Source data Start Marker

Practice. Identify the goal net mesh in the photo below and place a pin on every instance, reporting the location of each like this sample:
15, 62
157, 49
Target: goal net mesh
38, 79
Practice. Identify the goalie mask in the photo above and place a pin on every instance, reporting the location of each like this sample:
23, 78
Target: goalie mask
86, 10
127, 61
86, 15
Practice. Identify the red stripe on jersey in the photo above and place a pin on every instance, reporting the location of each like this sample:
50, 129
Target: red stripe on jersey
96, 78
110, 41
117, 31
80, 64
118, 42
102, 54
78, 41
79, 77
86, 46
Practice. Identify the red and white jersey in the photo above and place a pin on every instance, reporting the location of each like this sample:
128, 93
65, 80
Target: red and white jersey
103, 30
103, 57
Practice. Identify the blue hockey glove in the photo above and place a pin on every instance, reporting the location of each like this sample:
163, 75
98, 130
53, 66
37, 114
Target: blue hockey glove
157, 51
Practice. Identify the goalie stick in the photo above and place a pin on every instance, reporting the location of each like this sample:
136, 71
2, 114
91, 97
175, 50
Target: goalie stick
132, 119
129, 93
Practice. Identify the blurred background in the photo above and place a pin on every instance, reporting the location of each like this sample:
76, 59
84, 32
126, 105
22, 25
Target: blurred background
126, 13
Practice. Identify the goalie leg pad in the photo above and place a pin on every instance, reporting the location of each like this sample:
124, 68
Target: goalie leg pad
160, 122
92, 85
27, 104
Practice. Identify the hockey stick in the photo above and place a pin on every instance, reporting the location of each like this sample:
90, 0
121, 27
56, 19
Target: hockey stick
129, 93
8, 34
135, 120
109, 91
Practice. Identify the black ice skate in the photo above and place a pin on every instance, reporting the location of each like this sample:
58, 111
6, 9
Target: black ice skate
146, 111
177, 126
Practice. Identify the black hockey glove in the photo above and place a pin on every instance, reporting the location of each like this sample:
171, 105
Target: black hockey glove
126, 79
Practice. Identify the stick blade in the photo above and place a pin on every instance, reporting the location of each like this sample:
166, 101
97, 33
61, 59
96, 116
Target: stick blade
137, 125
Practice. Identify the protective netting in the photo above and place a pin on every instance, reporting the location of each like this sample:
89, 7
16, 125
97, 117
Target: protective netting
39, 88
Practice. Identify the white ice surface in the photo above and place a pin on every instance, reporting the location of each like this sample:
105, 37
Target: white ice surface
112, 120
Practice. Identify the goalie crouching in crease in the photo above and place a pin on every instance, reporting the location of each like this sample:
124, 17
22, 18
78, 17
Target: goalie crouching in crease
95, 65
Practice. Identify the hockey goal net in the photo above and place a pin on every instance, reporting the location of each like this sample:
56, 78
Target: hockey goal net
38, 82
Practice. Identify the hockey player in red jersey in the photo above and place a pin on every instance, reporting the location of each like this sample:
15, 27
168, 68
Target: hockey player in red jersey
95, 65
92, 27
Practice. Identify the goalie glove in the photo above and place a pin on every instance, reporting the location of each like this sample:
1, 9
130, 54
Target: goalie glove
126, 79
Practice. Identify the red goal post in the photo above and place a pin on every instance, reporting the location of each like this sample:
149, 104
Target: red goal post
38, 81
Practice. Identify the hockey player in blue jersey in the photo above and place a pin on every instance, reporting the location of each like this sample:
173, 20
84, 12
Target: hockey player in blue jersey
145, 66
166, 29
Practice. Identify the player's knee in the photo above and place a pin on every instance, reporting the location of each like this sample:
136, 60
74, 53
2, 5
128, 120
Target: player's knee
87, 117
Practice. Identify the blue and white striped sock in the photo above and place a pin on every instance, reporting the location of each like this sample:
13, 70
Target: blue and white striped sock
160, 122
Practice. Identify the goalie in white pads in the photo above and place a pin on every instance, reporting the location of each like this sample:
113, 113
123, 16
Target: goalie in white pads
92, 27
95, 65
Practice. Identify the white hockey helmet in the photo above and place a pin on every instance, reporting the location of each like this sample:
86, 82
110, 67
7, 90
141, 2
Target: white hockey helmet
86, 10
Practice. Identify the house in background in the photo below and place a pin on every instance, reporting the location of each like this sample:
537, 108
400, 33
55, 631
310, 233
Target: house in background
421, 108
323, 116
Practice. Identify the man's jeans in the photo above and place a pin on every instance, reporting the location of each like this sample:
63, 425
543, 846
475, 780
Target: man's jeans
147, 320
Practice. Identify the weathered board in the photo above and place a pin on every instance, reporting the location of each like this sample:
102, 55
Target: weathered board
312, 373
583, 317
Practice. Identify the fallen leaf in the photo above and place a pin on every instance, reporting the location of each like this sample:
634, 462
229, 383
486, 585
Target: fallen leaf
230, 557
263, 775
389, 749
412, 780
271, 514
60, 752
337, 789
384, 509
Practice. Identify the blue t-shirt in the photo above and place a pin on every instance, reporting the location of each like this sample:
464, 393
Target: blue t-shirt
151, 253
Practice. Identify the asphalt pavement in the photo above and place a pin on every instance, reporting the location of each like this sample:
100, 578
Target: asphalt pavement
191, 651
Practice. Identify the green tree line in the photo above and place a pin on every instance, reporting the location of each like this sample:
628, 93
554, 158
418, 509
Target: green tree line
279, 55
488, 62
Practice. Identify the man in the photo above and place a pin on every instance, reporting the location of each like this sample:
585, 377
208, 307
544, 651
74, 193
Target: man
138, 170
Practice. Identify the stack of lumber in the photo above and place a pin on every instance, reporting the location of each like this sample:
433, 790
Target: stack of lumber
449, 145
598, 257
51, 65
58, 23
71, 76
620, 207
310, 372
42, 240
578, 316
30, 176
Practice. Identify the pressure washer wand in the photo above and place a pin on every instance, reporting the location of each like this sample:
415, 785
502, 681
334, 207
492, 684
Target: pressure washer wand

Source data End Marker

:: Your instructions ::
Look through the data above. Each line containing the word "wand" needs to be copied.

:: Written reply ::
Practice. Identify the pressure washer wand in the photo above and place a pin on every instance, reporting the location of each like this sample:
Target: pressure washer wand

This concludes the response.